Texte à lire –
----
Muriel Barbery
Depuis L’Élégance du hérisson, ses millions de lecteurs n’ignorent rien de sa fascination pour le Japon et sa culture millénaire. Muriel Barbery, que la renommée a confortée dans son désir de discrétion, n’avait pourtant jamais consacré de livre au pays qui a changé sa vie. Jusqu’à ce roman, Une rose seule, qui signe aussi son départ de Gallimard. Pour Actes Sud. Rencontre entre ombre et lumière.
Cela devait être un petit livre illustré sur les chats*, c’est devenu un changement d’adresse. Me voici au Japon, ou presque, dans l’immeuble du 15e arrondissement où les éditions Actes Sud ont emménagé récemment. Muriel Barbery, la plus japonaise des romancières françaises, m’attend dans une salle de réunion plutôt désertée par ces temps agités. On m’avait mis en garde : c’est une personne réservée, avec laquelle il faut marcher sur des oeufs à défaut de marcher sur un hérisson, exercice qui peut provoquer d’épineux problèmes de communication si l’on insiste sur sa success story inattendue. Le hérisson qui a causé sa gloire et sa fortune la hérisserait. Et cela se comprend : depuis, d’autres livres, plus puissants, ont vu le jour sous sa plume.
----
Données fournies –
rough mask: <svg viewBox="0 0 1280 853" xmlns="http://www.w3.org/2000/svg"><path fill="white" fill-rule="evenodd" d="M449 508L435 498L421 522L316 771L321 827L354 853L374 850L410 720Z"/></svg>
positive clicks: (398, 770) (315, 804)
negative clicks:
----
Consigne –
D'après le texte sur Muriel Barbery, quel roman signe son départ de Gallimard ? Ce matériel n'a aucun lien avec le texte.

Exercice terminé –
Une rose seule.